Records from a dataset:
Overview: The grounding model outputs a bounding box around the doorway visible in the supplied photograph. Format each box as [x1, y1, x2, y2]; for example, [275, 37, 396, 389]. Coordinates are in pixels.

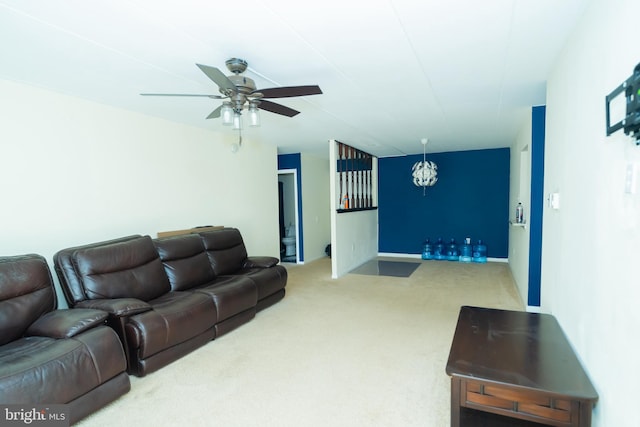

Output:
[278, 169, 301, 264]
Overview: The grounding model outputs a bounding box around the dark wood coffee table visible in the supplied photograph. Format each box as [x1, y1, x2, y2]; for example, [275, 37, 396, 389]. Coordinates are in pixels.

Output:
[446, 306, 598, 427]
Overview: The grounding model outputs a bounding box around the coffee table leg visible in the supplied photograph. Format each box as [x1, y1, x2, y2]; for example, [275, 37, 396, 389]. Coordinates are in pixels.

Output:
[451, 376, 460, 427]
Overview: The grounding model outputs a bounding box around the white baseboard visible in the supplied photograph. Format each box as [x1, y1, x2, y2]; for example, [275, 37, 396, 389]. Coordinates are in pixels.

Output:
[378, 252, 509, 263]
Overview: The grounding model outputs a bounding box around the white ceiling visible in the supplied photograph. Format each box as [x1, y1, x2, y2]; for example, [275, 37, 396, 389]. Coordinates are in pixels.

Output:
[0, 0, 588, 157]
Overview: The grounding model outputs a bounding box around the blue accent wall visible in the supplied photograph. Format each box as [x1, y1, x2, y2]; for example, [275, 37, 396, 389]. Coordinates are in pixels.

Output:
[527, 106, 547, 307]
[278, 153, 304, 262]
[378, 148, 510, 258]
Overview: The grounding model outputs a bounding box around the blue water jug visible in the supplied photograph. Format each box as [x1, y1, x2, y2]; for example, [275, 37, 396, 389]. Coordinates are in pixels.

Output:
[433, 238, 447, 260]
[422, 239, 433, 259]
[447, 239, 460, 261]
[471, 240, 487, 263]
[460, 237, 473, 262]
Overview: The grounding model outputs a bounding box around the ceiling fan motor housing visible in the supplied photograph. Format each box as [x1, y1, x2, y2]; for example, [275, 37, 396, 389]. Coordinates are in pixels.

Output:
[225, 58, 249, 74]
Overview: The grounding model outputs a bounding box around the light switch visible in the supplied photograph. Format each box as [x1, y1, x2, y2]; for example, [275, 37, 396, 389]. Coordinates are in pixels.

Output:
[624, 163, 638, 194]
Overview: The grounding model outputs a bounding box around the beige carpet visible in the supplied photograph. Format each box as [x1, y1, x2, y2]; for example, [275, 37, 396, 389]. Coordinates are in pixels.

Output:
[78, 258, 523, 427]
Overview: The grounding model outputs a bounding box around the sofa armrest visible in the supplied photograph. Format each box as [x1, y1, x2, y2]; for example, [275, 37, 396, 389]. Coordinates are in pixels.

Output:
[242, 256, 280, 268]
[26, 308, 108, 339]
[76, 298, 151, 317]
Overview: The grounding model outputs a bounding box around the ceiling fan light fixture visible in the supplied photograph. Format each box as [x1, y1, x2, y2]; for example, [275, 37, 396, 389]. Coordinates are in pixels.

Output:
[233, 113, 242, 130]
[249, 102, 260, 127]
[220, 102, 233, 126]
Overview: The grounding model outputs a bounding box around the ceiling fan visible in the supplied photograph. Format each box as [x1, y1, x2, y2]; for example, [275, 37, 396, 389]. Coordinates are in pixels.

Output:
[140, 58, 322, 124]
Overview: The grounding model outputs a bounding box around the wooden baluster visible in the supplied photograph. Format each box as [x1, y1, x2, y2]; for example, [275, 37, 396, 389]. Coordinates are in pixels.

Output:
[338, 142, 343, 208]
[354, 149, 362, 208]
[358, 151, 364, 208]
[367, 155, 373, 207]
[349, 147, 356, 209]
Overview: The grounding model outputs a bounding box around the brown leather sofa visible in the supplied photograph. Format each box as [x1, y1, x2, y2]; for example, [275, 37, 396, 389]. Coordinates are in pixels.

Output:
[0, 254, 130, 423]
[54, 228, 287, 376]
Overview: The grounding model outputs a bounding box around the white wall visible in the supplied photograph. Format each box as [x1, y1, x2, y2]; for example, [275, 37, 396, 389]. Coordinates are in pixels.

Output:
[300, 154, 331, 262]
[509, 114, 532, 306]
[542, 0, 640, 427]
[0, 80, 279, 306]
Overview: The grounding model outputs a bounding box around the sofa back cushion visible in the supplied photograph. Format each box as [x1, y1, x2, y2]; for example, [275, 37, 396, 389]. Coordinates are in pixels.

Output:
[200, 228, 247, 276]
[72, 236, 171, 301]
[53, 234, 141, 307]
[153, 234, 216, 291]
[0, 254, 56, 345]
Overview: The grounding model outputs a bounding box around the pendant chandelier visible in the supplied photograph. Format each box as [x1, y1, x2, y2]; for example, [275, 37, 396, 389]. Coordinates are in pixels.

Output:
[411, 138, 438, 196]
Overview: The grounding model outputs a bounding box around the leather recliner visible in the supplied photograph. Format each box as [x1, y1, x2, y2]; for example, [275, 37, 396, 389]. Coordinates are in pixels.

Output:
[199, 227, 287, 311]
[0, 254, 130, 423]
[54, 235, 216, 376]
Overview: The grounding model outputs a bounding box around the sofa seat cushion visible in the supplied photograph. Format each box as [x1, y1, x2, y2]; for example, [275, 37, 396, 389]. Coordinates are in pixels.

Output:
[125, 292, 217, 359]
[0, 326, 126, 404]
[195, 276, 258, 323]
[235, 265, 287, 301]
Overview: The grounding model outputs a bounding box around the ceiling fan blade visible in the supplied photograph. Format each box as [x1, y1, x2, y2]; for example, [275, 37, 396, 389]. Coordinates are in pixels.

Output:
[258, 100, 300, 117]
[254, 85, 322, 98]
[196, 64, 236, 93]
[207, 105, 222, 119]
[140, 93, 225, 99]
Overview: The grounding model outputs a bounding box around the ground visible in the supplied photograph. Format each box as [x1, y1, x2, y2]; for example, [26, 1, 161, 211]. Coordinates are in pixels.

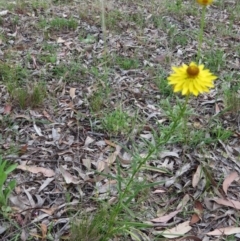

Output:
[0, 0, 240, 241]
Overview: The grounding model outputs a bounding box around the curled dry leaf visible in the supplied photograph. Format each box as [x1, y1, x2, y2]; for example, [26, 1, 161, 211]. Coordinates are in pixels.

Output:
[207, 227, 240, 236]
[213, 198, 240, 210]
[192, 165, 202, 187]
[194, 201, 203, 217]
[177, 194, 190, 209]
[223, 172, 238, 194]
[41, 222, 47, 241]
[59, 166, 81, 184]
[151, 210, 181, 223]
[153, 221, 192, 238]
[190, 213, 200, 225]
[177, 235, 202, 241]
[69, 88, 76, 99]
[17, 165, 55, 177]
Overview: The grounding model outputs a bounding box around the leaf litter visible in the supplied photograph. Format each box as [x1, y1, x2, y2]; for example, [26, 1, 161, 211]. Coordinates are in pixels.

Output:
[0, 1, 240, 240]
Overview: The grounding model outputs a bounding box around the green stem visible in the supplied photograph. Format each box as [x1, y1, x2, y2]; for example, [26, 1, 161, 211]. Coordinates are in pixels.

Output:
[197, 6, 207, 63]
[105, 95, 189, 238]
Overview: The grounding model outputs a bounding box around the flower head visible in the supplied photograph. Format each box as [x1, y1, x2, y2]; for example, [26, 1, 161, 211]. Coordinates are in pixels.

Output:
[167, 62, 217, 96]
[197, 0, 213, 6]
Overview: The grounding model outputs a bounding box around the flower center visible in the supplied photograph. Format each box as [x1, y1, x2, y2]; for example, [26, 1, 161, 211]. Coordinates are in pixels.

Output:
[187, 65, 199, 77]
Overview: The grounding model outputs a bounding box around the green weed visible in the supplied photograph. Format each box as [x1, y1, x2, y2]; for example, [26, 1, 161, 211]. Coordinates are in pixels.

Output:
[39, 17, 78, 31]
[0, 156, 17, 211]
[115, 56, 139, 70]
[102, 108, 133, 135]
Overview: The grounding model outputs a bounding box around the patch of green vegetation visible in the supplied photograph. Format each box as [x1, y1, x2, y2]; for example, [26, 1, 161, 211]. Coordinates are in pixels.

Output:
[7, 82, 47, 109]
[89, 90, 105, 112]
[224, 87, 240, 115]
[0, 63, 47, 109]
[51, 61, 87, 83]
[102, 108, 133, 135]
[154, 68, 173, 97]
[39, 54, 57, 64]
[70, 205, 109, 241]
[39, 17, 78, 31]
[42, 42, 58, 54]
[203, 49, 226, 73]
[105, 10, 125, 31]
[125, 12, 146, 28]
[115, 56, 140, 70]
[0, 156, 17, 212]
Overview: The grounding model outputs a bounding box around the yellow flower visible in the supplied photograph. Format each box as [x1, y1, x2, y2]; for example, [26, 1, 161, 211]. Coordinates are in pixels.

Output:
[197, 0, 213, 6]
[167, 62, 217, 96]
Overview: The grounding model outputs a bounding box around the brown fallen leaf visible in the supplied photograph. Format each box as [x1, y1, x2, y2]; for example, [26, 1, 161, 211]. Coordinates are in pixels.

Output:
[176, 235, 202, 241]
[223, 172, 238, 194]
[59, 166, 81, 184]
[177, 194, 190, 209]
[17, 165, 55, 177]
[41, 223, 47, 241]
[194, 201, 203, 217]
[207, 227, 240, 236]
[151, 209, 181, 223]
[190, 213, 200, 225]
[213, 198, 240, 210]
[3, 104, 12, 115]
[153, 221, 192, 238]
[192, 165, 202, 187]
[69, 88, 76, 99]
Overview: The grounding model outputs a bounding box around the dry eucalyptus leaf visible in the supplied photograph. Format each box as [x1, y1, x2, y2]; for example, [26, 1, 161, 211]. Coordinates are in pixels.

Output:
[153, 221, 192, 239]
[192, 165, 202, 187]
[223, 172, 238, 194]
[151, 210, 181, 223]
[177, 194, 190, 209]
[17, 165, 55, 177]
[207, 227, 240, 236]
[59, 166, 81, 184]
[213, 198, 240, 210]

What needs to be done => Rewrite the part of the rows that opens with the line containing "around the beige" and closes with the line containing "[349, 147, 356, 209]", substituting "overhead fan" for every occurrence of "ceiling fan" and leaving all else unchanged.

Expected output =>
Overview: The grounding model outputs a bounding box around the beige carpet visible in the supplied photograph. Format each box as [x1, y1, x2, y2]; for example, [275, 37, 396, 389]. Coordinates are in pixels.

Output:
[78, 258, 523, 427]
Overview: The grounding model outputs a bounding box around the sofa armrest visible in the supplied photograph. Format each box as [x1, y1, x2, y2]; for example, [275, 37, 396, 389]. Coordinates are in pixels.

Output:
[242, 256, 280, 268]
[26, 308, 108, 339]
[76, 298, 151, 317]
Overview: The grounding model outputs a bounding box around the overhead fan light fixture visible in the supplied photograph. Format each box as [x1, y1, x2, y2]; for example, [275, 37, 396, 389]. Coordinates are in pixels.

Output:
[233, 113, 242, 130]
[249, 102, 260, 127]
[220, 102, 233, 126]
Overview: The grounding model outputs a bounding box around the overhead fan visible in the supplied photograph. Format each box as [x1, y1, x2, y2]; for example, [275, 37, 396, 389]. Coordinates are in pixels.

Output:
[140, 58, 322, 124]
Overview: The grounding model outputs a bounding box around the wooden baluster visible in the supplied photograph. Format each box as [x1, y1, x2, y2]; for example, [275, 37, 396, 389]. Coordinates are in pixels.

Output:
[338, 142, 343, 208]
[354, 149, 362, 208]
[358, 151, 364, 208]
[367, 155, 373, 207]
[349, 147, 356, 209]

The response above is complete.